À l’échelle provinciale, le Réseau du patrimoine de l’UQ, en pleine gestation, propose de faire un état des lieux des patrimoines au Québec, un travail d’envergure qui permettra de dresser un constat nécessaire et générer une mobilisation universitaire, sociale et, espérons-le, gouvernementale afin d’identifier et favoriser la création de mécanismes de sauvegarde en fonction d’un cadre législatif souvent labyrinthique et rébarbatif. Le Répuq regroupe des forces vives universitaires qui permettront de faire avancer la recherche à l’échelle nationale. Étant donné la multiformité du patrimoine, entre le subjectif, le rationnel et l’émotion, le défi sera grand pour générer un tout cohérent qui rendra justice à un concept aussi vaste et fertile. Je n’en dirai pas plus ici, la discussion est fraîchement à notre mémoire.
========
TRAVAIL À RÉALISER = D'après la source, quelle démarche le Réseau du patrimoine de l'UQ propose-t-il d'entreprendre à l'échelle provinciale ?

INFORMATIONS EXTRAITES =
========
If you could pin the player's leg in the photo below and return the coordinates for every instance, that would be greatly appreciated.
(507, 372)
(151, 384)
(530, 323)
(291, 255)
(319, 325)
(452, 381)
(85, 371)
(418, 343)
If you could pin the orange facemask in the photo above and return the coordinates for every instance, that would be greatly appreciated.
========
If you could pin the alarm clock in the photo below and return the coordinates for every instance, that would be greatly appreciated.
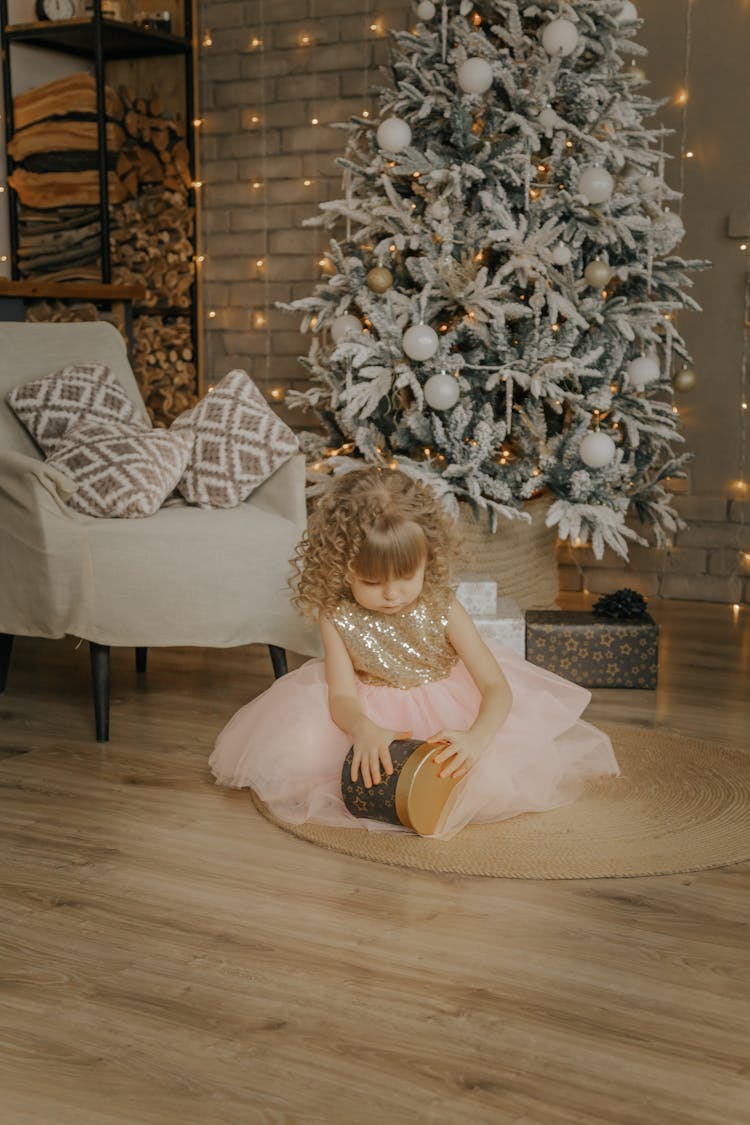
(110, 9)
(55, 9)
========
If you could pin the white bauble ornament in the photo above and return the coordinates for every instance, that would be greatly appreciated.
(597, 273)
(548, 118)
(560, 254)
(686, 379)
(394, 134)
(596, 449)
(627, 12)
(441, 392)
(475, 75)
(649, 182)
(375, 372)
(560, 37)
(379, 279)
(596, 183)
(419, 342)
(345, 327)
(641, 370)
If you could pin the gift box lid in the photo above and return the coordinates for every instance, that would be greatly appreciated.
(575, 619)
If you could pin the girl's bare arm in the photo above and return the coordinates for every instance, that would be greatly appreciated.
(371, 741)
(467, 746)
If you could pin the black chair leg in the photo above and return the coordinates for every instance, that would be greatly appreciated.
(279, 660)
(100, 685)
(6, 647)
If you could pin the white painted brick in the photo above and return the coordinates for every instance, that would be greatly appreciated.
========
CORRIGÉ DE L'EXERCICE = Faire un état des lieux des patrimoines au Québec.